_Document segment_.
-- START --

Written by Guest Contributor Jackie Lee Morrison

Emma Pei Yin, author of When Sleeping Women Wake (Hachette Australia, 2025), has just been announced as the winner of the Debut Fiction category in the 2026 Indie Book Awards, the Australian independent bookseller awards coordinated by Leading Edge Books. It’s an incredible outcome for Pei Yin, not only as she’s the first Chinese-Australian author to win the category, but also thanks to the long-lasting popularity and interest in her debut novel — a rarity in the publishing world, which Pei Yin knows only too well as an ex-bookseller. 

“I finally feel seen,” she says. “It feels like booksellers have held When Sleeping Women Wake in their hands and said, ‘I see you,’ which has been validating after a long period of feeling very unseen as a woman of colour. It’s a real testament to not only the story of the book but also my own author’s story connecting with booksellers.”

Pei Yin found out she’d won the category while in Hong Kong recently at The Hong Kong International Literary Festival, where she’d been invited to speak at several events, including one at the prestigious Hong Kong Club, membership of which was famously exclusive to European men only until the 1970s.

-- END --

_Data entries_.
-- START --

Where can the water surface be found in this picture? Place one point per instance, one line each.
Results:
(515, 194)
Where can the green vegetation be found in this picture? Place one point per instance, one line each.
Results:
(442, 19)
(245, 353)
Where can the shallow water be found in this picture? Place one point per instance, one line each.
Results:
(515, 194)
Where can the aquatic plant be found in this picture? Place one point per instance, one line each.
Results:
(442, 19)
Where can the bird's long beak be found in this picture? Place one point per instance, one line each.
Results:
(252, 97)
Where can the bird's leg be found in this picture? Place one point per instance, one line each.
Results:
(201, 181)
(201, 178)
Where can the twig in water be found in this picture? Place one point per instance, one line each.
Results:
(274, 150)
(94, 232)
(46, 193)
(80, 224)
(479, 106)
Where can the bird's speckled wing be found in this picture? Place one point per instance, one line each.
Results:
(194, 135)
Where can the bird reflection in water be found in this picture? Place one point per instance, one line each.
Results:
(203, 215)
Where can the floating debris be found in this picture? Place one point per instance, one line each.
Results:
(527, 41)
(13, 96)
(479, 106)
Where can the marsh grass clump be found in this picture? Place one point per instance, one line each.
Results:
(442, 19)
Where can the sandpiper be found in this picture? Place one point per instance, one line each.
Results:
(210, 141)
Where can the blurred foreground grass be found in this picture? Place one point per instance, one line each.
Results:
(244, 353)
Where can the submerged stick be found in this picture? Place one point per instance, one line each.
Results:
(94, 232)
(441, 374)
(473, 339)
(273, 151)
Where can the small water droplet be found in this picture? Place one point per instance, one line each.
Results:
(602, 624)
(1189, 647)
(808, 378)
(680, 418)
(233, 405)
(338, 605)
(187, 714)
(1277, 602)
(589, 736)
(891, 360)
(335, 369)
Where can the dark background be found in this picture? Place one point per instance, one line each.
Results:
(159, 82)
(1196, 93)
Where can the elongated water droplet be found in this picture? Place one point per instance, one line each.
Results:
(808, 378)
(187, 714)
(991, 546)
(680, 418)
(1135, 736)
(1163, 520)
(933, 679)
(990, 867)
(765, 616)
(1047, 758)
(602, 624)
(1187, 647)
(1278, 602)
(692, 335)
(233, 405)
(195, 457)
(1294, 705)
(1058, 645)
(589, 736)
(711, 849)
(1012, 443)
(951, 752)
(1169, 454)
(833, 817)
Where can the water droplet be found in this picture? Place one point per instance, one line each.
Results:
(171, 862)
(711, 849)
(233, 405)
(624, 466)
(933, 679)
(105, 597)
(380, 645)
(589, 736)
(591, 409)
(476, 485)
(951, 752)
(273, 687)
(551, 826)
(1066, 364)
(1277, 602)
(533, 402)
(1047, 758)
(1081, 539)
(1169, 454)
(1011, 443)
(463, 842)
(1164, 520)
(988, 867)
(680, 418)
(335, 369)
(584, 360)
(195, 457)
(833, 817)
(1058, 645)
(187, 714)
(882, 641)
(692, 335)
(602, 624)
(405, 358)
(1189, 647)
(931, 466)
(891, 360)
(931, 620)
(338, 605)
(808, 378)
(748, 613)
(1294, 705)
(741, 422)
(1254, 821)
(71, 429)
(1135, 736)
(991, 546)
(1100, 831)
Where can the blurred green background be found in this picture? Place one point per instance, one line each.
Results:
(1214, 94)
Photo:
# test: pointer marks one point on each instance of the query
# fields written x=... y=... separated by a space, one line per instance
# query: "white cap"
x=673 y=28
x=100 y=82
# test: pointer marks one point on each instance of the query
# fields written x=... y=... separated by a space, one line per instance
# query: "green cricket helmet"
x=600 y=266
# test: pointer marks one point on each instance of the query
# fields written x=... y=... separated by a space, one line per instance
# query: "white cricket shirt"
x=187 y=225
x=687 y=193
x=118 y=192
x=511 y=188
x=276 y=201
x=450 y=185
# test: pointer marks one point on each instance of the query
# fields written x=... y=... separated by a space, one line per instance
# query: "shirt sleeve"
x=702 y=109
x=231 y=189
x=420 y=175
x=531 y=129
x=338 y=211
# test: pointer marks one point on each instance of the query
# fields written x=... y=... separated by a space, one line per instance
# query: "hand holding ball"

-- END --

_Written instruction A_. List every organization and event named in the article about Emma Pei Yin's award.
_Written instruction B_. Summarize the article about Emma Pei Yin's award in two sentences.
_Written instruction C_. Reproduce word for word the stretch of the article about Emma Pei Yin's award from "Pei Yin found" through "until the 1970s.".

_Full output A_.
Hachette Australia
2026 Indie Book Awards
Leading Edge Books
The Hong Kong International Literary Festival
Hong Kong Club

_Full output B_. Emma Pei Yin has won the Debut Fiction category in the 2026 Indie Book Awards for When Sleeping Women Wake, and she is the first Chinese-Australian author to win that category. She says the win makes her finally feel seen, and she learned of it while in Hong Kong for The Hong Kong International Literary Festival.

_Full output C_.
Pei Yin found out she’d won the category while in Hong Kong recently at The Hong Kong International Literary Festival, where she’d been invited to speak at several events, including one at the prestigious Hong Kong Club, membership of which was famously exclusive to European men only until the 1970s.